* Stated goal A *
Copy the following notes on CPU hot-path and large-tree work character for character.

# START OF Selected text

Most of the structural CPU hot path is already in place:

- `SearchKey` uses a virtual terminator, so point lookups and
  mutations no longer allocate a padded key per operation.
- Same-key insert/delete comparison borrows the stored leaf key
  directly. The API allocates only when it must return the old
  value or materialise split-prefix bytes.
- SIMD is already used for Node16 byte search, longest-common
  prefix, Node48 child scans, and Node256 child scans. CRC32 uses
  `crc32fast`.
- Node bodies stay packed in 512 KB blob frames; the hot path does
  not allocate heap node objects or chase per-node boxes.

Remaining P3 work should be profile-driven only: simplify
branches that show up in the flamegraph, then consider targeted
SIMD/copy-repack kernels where profiles prove the scalar path is
still material.

### P4 — Large-tree shape control

- Recursive occupancy-aware spillover is implemented. The picker
  skips existing `BlobNode` crossings, descends inside overfull
  path branches, and chooses a victim near the target child fill
  band instead of blindly peeling off the largest direct child.
- `BlobNode` inline-prefix divergence split is implemented: a
  bad blob boundary now recovers locally into
  `Prefix? -> Node4 -> {old BlobNode, new Leaf}` instead of
  failing the insert.
- Make merge/rebalance incremental. `compact()` and background
  merge are now candidate-driven and online with respect to
  foreground writers through the atomic `maintenance_gate`; the
  remaining large-tree work is policy quality (when to
  split/merge/rebalance), not basic safety.

# END OF Selected text
# START OF Records provided

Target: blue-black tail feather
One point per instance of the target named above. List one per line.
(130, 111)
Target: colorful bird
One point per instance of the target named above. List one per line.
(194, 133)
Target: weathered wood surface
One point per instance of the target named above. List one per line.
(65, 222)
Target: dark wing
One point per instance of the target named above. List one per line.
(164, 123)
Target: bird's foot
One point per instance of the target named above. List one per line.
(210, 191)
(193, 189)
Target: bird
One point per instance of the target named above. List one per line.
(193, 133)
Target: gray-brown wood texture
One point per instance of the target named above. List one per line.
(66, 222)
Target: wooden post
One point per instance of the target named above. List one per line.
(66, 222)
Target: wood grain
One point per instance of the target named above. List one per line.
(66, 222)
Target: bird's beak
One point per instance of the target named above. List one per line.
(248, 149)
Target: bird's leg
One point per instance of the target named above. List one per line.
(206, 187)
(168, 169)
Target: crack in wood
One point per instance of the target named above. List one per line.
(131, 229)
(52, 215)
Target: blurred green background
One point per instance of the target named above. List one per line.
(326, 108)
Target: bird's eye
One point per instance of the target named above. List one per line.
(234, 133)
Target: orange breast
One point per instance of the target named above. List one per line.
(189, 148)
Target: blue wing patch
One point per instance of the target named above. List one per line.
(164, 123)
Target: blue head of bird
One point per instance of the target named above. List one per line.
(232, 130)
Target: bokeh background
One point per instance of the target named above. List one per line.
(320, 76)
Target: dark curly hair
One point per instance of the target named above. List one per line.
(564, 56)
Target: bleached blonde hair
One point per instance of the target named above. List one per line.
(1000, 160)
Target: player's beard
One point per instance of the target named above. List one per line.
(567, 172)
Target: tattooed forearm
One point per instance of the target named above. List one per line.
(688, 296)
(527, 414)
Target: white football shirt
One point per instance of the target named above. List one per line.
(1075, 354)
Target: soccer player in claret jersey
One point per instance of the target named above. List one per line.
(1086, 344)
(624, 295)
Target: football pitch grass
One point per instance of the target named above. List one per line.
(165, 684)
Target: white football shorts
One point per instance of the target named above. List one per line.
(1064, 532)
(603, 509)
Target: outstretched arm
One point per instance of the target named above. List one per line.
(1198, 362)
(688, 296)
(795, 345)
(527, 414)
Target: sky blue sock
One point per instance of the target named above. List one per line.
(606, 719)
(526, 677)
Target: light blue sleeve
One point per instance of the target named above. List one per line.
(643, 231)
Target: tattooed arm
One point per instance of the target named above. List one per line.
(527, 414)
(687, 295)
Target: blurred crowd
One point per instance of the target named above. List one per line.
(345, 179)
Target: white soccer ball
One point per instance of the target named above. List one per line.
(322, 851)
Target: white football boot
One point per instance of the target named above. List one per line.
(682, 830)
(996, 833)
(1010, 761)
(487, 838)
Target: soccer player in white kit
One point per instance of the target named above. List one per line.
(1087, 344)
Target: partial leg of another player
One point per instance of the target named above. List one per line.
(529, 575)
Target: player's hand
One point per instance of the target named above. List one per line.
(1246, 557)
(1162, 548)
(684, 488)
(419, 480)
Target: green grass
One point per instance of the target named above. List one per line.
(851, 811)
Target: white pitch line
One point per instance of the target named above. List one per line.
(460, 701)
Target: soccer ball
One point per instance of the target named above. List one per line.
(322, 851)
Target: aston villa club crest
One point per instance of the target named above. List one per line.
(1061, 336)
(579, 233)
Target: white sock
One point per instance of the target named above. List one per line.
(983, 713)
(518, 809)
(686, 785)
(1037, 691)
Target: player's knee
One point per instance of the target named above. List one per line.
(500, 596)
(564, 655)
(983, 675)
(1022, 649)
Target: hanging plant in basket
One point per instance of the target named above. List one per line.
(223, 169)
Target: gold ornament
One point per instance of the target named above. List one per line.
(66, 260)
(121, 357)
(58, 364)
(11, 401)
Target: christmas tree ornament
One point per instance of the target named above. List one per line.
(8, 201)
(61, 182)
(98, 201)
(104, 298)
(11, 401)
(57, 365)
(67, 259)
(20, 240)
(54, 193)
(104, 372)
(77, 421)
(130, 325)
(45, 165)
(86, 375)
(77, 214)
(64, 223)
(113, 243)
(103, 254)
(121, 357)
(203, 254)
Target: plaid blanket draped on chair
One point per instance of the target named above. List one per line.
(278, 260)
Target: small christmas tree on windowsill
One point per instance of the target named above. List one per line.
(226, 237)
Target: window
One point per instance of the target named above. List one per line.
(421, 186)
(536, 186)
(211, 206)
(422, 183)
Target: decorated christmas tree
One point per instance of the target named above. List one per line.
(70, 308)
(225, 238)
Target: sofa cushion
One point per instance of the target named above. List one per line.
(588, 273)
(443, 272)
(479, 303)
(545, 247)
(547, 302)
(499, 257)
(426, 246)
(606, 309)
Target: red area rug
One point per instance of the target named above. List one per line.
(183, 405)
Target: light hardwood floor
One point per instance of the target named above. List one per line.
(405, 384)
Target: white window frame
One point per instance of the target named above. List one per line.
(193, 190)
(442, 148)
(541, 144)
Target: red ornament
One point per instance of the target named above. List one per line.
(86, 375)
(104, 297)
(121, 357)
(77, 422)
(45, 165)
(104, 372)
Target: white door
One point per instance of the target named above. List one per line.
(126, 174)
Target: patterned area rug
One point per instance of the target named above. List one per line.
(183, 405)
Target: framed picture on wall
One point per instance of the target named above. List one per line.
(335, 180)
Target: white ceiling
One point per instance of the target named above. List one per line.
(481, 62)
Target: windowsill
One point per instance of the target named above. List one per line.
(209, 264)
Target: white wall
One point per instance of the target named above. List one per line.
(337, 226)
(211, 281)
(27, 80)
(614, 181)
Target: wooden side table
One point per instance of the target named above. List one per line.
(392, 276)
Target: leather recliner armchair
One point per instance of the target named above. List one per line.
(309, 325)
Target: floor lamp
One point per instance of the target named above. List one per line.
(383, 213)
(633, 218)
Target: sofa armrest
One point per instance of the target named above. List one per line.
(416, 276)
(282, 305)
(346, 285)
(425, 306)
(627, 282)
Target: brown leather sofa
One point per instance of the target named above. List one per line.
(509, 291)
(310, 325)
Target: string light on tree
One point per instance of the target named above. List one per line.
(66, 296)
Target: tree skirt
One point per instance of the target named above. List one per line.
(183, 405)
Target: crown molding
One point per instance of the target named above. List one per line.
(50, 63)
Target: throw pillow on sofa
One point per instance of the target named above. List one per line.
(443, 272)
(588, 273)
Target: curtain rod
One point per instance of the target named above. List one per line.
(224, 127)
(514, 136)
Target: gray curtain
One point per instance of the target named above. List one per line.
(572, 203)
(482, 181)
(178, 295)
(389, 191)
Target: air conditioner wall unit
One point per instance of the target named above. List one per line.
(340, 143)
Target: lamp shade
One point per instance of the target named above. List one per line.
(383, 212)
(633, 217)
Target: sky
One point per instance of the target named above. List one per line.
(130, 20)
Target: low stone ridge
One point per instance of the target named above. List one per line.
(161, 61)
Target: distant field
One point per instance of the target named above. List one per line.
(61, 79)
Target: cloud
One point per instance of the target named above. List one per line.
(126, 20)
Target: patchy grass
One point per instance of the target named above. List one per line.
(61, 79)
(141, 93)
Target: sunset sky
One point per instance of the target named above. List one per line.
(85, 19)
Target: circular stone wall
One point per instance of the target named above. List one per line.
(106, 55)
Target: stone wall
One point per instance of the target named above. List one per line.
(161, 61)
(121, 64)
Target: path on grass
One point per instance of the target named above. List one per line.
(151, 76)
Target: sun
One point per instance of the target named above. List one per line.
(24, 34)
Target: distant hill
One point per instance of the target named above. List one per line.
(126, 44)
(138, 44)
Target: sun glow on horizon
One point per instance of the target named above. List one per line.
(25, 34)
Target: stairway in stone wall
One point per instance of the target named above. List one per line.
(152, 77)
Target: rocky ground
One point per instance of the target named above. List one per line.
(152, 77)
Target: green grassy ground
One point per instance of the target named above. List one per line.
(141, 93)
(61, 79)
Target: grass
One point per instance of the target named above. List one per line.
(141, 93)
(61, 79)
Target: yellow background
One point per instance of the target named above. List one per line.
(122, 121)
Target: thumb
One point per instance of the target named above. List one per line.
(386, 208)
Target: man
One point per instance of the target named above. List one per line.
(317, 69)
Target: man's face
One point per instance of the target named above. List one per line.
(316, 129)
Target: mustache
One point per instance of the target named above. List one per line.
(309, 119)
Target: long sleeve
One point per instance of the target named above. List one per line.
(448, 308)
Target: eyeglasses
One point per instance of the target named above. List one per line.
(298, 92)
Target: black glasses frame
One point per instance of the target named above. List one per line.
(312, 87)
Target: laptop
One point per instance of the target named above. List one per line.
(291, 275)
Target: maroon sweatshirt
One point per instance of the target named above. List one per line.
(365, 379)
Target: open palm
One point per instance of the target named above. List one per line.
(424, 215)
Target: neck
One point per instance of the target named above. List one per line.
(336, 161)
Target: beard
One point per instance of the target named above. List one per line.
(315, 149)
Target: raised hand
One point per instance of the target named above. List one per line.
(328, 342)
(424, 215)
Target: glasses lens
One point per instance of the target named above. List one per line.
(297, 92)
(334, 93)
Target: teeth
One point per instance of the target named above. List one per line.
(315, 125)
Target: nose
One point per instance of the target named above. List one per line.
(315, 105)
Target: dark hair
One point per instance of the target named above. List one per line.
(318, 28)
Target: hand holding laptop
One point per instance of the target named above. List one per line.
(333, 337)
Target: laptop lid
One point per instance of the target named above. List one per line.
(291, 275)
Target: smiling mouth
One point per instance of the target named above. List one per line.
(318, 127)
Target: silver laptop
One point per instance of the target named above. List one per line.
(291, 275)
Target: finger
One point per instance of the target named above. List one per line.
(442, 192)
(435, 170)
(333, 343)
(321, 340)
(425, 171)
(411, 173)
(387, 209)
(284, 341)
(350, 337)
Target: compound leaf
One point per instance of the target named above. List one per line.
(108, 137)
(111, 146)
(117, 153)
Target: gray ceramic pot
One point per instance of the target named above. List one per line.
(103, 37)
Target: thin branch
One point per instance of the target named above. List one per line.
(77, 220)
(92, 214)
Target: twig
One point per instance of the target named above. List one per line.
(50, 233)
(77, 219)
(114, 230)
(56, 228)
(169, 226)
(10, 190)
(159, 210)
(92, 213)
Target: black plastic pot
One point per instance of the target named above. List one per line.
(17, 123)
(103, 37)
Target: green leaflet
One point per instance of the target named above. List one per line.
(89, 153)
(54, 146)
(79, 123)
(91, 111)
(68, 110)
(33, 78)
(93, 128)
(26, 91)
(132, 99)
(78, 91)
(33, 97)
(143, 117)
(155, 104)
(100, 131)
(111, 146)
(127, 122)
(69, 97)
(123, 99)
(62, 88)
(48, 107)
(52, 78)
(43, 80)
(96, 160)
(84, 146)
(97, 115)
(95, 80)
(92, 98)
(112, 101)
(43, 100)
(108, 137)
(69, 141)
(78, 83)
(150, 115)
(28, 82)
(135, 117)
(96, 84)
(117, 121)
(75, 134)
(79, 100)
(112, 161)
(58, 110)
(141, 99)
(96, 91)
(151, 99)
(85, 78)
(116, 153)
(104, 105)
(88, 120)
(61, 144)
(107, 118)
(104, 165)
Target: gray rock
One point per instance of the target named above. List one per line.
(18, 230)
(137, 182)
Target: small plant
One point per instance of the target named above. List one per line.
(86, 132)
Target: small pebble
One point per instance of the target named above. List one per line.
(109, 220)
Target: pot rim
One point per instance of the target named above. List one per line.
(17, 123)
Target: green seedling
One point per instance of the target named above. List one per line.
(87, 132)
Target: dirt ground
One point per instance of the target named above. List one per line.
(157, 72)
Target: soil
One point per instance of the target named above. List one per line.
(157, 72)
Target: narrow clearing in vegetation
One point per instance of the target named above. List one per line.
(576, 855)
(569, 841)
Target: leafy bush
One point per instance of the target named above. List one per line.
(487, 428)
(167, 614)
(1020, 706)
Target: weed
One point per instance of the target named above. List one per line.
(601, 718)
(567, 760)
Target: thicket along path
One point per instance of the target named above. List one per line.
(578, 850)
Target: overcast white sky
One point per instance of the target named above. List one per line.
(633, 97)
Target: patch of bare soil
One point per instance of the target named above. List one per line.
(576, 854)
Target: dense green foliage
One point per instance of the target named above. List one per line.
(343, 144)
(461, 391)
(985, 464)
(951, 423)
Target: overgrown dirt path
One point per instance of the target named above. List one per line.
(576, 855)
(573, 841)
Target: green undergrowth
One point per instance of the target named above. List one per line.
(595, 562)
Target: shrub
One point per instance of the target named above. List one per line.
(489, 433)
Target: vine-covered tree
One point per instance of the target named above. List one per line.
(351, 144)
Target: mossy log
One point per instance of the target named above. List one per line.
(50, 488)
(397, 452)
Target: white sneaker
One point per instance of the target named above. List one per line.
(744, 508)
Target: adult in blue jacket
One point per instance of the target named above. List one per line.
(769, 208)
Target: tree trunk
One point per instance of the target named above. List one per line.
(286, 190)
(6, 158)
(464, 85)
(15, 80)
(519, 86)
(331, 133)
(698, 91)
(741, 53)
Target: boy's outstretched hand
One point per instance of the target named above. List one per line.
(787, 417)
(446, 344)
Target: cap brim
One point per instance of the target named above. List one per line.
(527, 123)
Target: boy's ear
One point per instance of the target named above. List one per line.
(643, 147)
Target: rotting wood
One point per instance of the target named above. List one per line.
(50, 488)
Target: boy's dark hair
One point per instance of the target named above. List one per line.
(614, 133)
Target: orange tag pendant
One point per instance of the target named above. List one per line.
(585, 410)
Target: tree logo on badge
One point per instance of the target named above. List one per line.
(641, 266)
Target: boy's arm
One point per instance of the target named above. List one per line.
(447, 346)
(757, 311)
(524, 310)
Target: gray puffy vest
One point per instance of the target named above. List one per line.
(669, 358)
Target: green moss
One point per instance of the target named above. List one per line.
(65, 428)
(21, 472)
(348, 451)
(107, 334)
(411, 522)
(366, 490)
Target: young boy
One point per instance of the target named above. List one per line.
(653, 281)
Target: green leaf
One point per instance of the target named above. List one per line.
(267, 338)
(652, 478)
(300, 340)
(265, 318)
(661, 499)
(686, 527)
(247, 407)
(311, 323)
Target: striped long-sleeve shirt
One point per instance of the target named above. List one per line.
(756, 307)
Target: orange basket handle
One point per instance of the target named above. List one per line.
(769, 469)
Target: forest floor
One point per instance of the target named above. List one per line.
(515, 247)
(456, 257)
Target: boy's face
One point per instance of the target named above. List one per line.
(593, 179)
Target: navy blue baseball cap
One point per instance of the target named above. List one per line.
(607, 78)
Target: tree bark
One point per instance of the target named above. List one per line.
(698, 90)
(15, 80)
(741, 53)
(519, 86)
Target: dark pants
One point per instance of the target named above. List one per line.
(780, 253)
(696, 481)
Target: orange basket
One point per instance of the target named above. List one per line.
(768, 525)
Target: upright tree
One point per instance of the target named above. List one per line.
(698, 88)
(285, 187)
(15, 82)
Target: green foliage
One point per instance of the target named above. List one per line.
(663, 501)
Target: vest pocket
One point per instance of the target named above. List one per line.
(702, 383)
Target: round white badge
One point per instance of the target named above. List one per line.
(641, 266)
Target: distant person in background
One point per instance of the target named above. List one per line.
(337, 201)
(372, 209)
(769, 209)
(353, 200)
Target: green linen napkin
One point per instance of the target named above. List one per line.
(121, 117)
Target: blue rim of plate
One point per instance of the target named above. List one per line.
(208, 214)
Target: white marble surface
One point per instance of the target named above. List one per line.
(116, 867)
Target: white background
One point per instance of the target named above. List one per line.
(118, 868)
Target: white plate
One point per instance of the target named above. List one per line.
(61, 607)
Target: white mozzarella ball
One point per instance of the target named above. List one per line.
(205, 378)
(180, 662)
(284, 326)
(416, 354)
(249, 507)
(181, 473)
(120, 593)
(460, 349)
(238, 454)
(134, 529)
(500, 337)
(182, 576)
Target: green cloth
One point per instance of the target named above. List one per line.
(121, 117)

# END OF Records provided

* Stated goal B *
Repeat the lines of the records from the line containing "Target: narrow clearing in vegetation" through the line containing "(1020, 706)", inclusive.

* Task solution A *
Most of the structural CPU hot path is already in place:

- `SearchKey` uses a virtual terminator, so point lookups and
  mutations no longer allocate a padded key per operation.
- Same-key insert/delete comparison borrows the stored leaf key
  directly. The API allocates only when it must return the old
  value or materialise split-prefix bytes.
- SIMD is already used for Node16 byte search, longest-common
  prefix, Node48 child scans, and Node256 child scans. CRC32 uses
  `crc32fast`.
- Node bodies stay packed in 512 KB blob frames; the hot path does
  not allocate heap node objects or chase per-node boxes.

Remaining P3 work should be profile-driven only: simplify
branches that show up in the flamegraph, then consider targeted
SIMD/copy-repack kernels where profiles prove the scalar path is
still material.

### P4 — Large-tree shape control

- Recursive occupancy-aware spillover is implemented. The picker
  skips existing `BlobNode` crossings, descends inside overfull
  path branches, and chooses a victim near the target child fill
  band instead of blindly peeling off the largest direct child.
- `BlobNode` inline-prefix divergence split is implemented: a
  bad blob boundary now recovers locally into
  `Prefix? -> Node4 -> {old BlobNode, new Leaf}` instead of
  failing the insert.
- Make merge/rebalance incremental. `compact()` and background
  merge are now candidate-driven and online with respect to
  foreground writers through the atomic `maintenance_gate`; the
  remaining large-tree work is policy quality (when to
  split/merge/rebalance), not basic safety.

* Task solution B *
Target: narrow clearing in vegetation
One point per instance of the target named above. List one per line.
(576, 855)
(569, 841)
Target: leafy bush
One point per instance of the target named above. List one per line.
(487, 428)
(167, 614)
(1020, 706)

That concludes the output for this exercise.